» **STATED PROBLEM**: Rewrite the lines starting with the one that contains "Every instance of the rock face" and going on through the last line, requests included, and give only those. Scale every x and y coordinate in the answers by 2.6, rounding to whole numbers with halves going up.
[START OF LISTED RECORDS]
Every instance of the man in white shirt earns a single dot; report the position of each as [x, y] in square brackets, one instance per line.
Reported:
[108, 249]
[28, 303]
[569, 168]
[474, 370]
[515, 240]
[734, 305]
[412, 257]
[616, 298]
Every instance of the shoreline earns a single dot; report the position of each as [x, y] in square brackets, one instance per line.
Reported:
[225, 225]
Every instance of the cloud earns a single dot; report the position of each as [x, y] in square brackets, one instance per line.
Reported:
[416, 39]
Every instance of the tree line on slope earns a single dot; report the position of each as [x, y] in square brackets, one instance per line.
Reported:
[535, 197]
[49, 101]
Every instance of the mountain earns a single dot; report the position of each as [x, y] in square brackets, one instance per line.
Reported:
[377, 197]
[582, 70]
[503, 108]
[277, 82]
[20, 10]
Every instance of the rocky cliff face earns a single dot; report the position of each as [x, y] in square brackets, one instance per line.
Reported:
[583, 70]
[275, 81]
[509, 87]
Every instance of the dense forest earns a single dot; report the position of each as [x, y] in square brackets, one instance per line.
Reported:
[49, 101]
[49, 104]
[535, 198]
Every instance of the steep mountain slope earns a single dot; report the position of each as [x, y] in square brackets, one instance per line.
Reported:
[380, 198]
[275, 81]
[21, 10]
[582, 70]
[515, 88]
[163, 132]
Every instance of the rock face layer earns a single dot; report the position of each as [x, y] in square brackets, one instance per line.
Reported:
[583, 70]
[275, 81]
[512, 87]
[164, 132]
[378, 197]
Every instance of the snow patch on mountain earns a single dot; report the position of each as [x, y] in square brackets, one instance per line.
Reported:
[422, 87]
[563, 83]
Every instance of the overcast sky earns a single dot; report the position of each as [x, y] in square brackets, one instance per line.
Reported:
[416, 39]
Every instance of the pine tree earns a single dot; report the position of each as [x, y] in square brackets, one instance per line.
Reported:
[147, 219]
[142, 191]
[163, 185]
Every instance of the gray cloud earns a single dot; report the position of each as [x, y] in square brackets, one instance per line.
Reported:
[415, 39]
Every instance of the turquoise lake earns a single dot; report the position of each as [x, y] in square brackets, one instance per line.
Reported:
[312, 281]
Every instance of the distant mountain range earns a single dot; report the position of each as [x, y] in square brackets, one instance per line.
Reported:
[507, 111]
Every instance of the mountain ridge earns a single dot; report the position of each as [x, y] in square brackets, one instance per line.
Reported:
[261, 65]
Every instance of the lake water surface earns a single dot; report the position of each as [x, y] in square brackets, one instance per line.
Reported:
[END OF LISTED RECORDS]
» **RESULT OF THE EXERCISE**:
Every instance of the rock face layer earns a single dot; report the position of each as [x, y] in square brackets, one instance per line.
Reported:
[1516, 182]
[715, 211]
[1331, 226]
[426, 343]
[983, 512]
Every instance of the snow patch on mountain earns a single dot; report the position of each as [x, y] in square brackets, one instance per line.
Reported:
[1097, 226]
[1464, 216]
Every instance of the overcast sky earns a single dot; report the position of each as [x, y] in square brackets, one instance per line.
Reported:
[1082, 101]
Every instance of the pine tree earns a single dot; report the position of each as [x, y] in square brackets, one instance per line.
Reported:
[382, 569]
[369, 497]
[424, 481]
Every instance of the gray cloud earns a single dot; report the position of each as [x, y] in square brackets, one instance per line.
Reported:
[1079, 101]
Every instance of the turquoise lake earns a single dot; report the position of each as [x, y] in square brackets, one instance per line.
Reported:
[811, 731]
Every instance of the distant mountain range earns a single dot; report the position of each as [x, y] in square brackets, one instance per line.
Reported:
[1318, 289]
Every instance of the mountain ridge earns a single dot; report the position of each as [x, y] in square brackets, one instance per line.
Reported:
[679, 169]
Every instance of the lake water surface earns a single dot; report the position of each as [x, y] in square brackets, one instance per line.
Reported:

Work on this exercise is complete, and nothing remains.